**EXPLORER LE TEXTE:**
(1) Reproduisez le passage de l'extrait sur la directive « Tabac » compris entre « L’objectif initial du » et « courante cigarette électronique. », ces mots inclus.
(2) Dans l'extrait sur la directive « Tabac », réécrivez sous forme de liste le paragraphe commençant par « L'article 18 du projet de Directive prévoit ainsi », en conservant ses faits principaux.
(3) Prolongez l'extrait sur la directive « Tabac » à partir de sa dernière phrase.

**EXTRAIT FOURNI:**

....................

Le 26 février dernier, le Parlement européen a adopté le projet de nouvelle directive « Tabac ». L’article 18 concerne notamment les cigarettes électroniques.
Adopté le 26 février par 514 voix pour et 66 voix contre, le projet de Directive du Parlement européen s’apprête à bousculer le secteur de la distribution des cigarettes électroniques.
La nouvelle proposition de Directive de la Commission vise à réformer la Directive 2001/37/CE du Parlement et du Conseil adoptée le 5 juin 2001. Elle tend, conformément à l’article 114 du TFUE, à assurer un niveau élevé de protection de la santé.
La révision de la Directive est axée sur 5 domaines :
- les produits de tabac sans combustion ;
- le conditionnement et l’étiquetage ;
- les ingrédients et additifs ;
- les ventes à distance transfrontalières ;
- les éléments de traçabilité et de sécurité.
L’objectif initial du projet est donc principalement concentré sur le tabac.
On s’étonne alors de voir inséré dans la Directive un Titre III sur les « Produits autres que ceux du tabac ». C’est dans ce Titre III qu’est traitée la question des Produits Contenant de la Nicotine (PCN), au premier rang desquels la désormais courante cigarette électronique.
L’article 2 du projet de Directive définit en effet le Produit Contenant de la Nicotine comme « un produit pouvant être utilisé par les consommateurs à des fins de consommation par inhalation, par ingestion ou sous d’autres formes, la nicotine étant soit ajoutée au cours du processus de fabrication, soit administrée par l’utilisateur avant ou pendant la consommation ».
En octobre 2013, les députés européens s’étaient prononcés contre l’assimilation de la cigarette électronique au médicament. Le nouveau projet de Directive semble alors opter pour l’extrême inverse en considérant la cigarette électronique comme un produit assimilable au tabac.
L’article 18 du projet de Directive prévoit ainsi l’autorisation préalable à la mise sur le marché des produits contenant 2 mg de nicotine par unité ou 4 mg de nicotine par ml, ou encore les produits dont l’usage prévu entraînent une concentration plasmatique maximale moyenne supérieure à 4 mg de nicotine par ml. Cette autorisation de mise sur le marché interviendrait conformément à la Directive 2001/83/CE.
La commercialisation serait subordonnée à un message d’avertissement sur l’emballage « ce produit contient de la nicotine et peut nuire à la santé ».

....................

**DONNÉES FOURNIES:**
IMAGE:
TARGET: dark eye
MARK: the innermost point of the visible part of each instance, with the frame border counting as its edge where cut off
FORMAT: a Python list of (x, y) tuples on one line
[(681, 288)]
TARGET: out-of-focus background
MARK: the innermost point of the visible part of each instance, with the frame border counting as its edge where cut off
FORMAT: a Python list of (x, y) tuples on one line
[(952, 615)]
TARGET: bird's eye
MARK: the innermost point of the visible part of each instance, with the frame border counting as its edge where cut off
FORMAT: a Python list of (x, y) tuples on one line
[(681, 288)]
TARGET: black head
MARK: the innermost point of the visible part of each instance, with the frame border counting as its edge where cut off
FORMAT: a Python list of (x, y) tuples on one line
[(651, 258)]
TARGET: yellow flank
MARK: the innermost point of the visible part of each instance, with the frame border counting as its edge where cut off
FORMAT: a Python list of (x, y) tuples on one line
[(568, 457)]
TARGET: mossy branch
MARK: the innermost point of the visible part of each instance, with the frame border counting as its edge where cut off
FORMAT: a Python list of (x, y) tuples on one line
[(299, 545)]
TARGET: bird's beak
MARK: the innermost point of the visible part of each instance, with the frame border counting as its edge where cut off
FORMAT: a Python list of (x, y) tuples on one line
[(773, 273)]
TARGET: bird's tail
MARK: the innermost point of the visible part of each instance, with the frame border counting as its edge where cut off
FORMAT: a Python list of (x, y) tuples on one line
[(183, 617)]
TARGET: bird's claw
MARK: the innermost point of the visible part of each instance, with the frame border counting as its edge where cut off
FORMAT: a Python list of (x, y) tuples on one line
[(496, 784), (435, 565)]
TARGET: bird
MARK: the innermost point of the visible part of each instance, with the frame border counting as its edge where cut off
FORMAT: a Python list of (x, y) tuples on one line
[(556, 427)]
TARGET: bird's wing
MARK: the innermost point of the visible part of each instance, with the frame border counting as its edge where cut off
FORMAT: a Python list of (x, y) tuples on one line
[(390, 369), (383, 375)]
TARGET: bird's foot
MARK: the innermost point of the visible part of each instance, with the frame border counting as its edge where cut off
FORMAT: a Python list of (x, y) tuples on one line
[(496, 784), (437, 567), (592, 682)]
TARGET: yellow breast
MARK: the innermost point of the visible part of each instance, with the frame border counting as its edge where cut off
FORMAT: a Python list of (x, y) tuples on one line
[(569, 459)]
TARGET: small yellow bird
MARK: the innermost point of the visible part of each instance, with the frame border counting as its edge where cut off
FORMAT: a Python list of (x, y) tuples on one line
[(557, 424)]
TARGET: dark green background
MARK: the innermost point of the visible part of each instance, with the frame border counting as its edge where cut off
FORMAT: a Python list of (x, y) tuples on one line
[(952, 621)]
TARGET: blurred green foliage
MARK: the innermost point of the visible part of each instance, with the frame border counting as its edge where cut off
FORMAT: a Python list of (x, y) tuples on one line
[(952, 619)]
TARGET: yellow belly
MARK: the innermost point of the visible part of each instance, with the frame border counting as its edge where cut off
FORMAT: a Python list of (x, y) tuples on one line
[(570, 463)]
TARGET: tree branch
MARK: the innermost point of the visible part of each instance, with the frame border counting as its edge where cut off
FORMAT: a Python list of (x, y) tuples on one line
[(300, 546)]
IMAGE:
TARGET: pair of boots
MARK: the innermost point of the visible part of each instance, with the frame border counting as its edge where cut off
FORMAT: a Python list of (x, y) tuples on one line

....................

**RÉSULTATS DES TÂCHES:**
(1)
L’objectif initial du projet est donc principalement concentré sur le tabac.
On s’étonne alors de voir inséré dans la Directive un Titre III sur les « Produits autres que ceux du tabac ». C’est dans ce Titre III qu’est traitée la question des Produits Contenant de la Nicotine (PCN), au premier rang desquels la désormais courante cigarette électronique.

(2)
- Une autorisation préalable de mise sur le marché est prévue pour les produits contenant 2 mg de nicotine par unité ou 4 mg de nicotine par ml.
- Elle vise aussi les produits dont l'usage prévu entraîne une concentration plasmatique maximale moyenne supérieure à 4 mg de nicotine par ml.
- Cette autorisation interviendrait conformément à la Directive 2001/83/CE.

(3)
La cigarette électronique devient donc, de manière très paradoxale, un produit assimilé à du tabac. Car si le principe de précaution peut s’expliquer par une incertitude scientifique de nature à justifier une abstention, une restriction, une régulation ou une interdiction, il est bien une chose certaine en matière de cigarette électronique : ce n’est pas du tabac. L’assimilation de la cigarette électronique à un dérivé du tabac peut largement apparaître comme un non-sens. De l’aveu même de la Commission, cette nouvelle proposition de Directive a pour but de répondre au constat que le tabagisme est la première cause de décès prématuré dans l’Union. Or, la cigarette électronique n’est pas une cause de décès prématuré.
Si le vœu d’assurer un niveau élevé de protection de la santé est assurément un principe découlant du Traité, il est difficile de ne pas voir dans ce projet les répercussions en termes de concurrence, notamment concernant le marché français. Raisonner de façon binaire entre médicament et tabac revient finalement à attribuer la cigarette électronique soit au monopole des pharmaciens, soit au monopole des buralistes. C’est encore nier une vérité scientifique élémentaire. Un produit peut contenir de la nicotine sans être du tabac et sans être un médicament.
L’entrée en vigueur de la Directive est prévue pour le mois de mai 2014 et le projet prévoit un délai de transposition de deux ans. L’horizon 2016 constitue donc un enjeu crucial pour le secteur de la cigarette électronique. De par les deux monopoles précités, nul doute que la transposition en France ne se fera pas sans heurt. Il est en effet difficilement envisageable que les discussions à l’échelle nationale ne viennent pas à dériver bien au-delà des considérations sanitaires, pour déborder sur la condition économique des débitants de tabac. Rappelons toutefois que la justification avancée du projet de Directive tient dans les incertitudes entourant les conséquences sanitaires du vapotage.
Cela laisse donc 2 ans pour préciser nos connaissances sur le domaine, ou encore inventer de nouveaux procédés de vapotage. D’ici 2016, les termes du débat peuvent donc changer.